(WHAT TO PRODUCE): Produce a verbatim copy of the entries listed below.

+ + +

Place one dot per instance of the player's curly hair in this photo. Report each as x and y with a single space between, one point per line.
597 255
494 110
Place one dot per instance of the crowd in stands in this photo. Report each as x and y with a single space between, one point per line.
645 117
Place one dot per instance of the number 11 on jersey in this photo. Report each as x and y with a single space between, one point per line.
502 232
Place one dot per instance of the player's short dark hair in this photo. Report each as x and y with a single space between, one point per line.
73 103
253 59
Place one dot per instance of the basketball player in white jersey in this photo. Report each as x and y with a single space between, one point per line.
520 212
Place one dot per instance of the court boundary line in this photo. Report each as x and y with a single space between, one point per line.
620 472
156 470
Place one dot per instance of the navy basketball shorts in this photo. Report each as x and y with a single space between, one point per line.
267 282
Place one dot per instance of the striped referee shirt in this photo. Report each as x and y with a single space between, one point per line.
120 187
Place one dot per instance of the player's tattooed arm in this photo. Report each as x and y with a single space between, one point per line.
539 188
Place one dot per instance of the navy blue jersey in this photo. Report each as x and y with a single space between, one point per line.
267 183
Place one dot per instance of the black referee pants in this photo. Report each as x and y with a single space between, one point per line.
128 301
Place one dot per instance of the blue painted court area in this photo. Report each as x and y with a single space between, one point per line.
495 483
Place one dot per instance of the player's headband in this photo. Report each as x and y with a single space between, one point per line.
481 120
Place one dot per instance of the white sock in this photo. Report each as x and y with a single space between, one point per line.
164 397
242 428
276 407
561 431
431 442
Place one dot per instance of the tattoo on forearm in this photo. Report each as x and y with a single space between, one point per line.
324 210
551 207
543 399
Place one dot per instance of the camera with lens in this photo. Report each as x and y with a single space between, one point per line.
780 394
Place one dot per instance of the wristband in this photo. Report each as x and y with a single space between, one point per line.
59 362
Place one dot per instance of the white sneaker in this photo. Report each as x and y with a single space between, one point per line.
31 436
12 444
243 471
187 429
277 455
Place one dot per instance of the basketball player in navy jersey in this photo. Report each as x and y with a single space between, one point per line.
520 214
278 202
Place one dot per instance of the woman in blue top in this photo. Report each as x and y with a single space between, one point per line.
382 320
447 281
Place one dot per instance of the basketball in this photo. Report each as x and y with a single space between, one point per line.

+ + +

(RESPONSE BELOW):
Place one dot per instance of the player's curly hair in this photo. Report each as x and y with a single space between, one point per line.
597 255
494 110
Place one dot per instance of the crowd in stands in this photo. Report each as x and y with a single space between, one point per line.
645 117
Place one dot per instance of the number 11 on jersey in this photo. Report each as x and y with a single space between, one point per line.
502 232
Place one dot per instance of the player's short dark hair in this photo. Report each as x and y with a single space between, one point per line.
73 103
253 59
Place one dot per instance of the basketball player in white jersey in this photo. Report each as x and y with a single space between, one point per line.
520 212
Place one dot per instance of the court boundary line in this photo. Report each as x and y with a single space between, one point per line.
620 472
156 470
Place one dot per instance of the navy basketball shorts in this photo. Report each as x and y with a single space between, one point per line.
267 282
Place one dot per instance of the striped referee shirt in this photo. Report each as x and y with a single space between, one point per line.
120 187
Place one dot per instance of the player's tattooed arm in this photo. Report each as x and y with a single space between, one point per line.
539 188
Place one dot per instance of the navy blue jersey in this photo. Report each as x and y with a single space between, one point per line.
267 183
Place one dot per instance of the black referee pants in this photo. Report each as x and y with a single space between, one point per line.
128 301
Place one dot per instance of the blue painted court area in this photo. Report each as x and y with a single space between, one point per line.
495 483
Place one dot per instance of the player's headband in this photo. Report each as x and y with a single space between, one point per line.
481 120
Place one dot per instance of the white sock in this photo. Report each as x and y with a single space between, one point per line.
164 397
242 428
276 407
561 431
431 442
Place one dot per instance of the tattoo on forearm in this photo. Report each as x and y with a single space between, one point per line.
324 210
551 207
543 399
Place one dot per instance of the camera with lens in this photo. Report each as x and y with a single space between, one point per line.
780 394
Place one dot per instance of the wristband in this photo. Report each as x and y with a single space between, one point per line.
59 362
Place one dot per instance of the white sneaker in this photo. Report each as x and y with a single space between, one point per line.
31 436
12 444
243 471
187 429
277 455
Place one dot per instance of the basketball player in navy jersey in this photo. Report each as x and y with a single space between, one point per line.
520 214
278 202
Place one dot per instance of the woman in blue top in this photo. Report each as x and y with a single space between, one point per line.
382 320
447 281
Place one dot per instance of the basketball in this photo. Report each as x and y with a single space between, one point per line.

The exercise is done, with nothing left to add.